Given task
Update the listing from its start down to the line containing "For instance, an", swapping "dark hair" for "black hair" and leaving everything else unchanged.

Records from a data collection:
_____

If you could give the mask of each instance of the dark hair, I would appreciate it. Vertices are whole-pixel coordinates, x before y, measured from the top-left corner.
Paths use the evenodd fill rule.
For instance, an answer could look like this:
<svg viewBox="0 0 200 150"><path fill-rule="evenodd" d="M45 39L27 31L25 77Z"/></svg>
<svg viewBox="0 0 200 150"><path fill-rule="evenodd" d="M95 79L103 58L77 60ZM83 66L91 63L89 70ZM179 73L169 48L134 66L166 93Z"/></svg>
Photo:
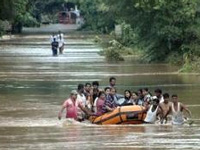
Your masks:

_____

Problem solution
If you could give the mask of each instance of the black hair, I would appreciate it. Vertices are whole-pixel coordinates, x before y, measured from the top-left corner.
Paths use the evenodd fill rule.
For instance, an answer could look like this:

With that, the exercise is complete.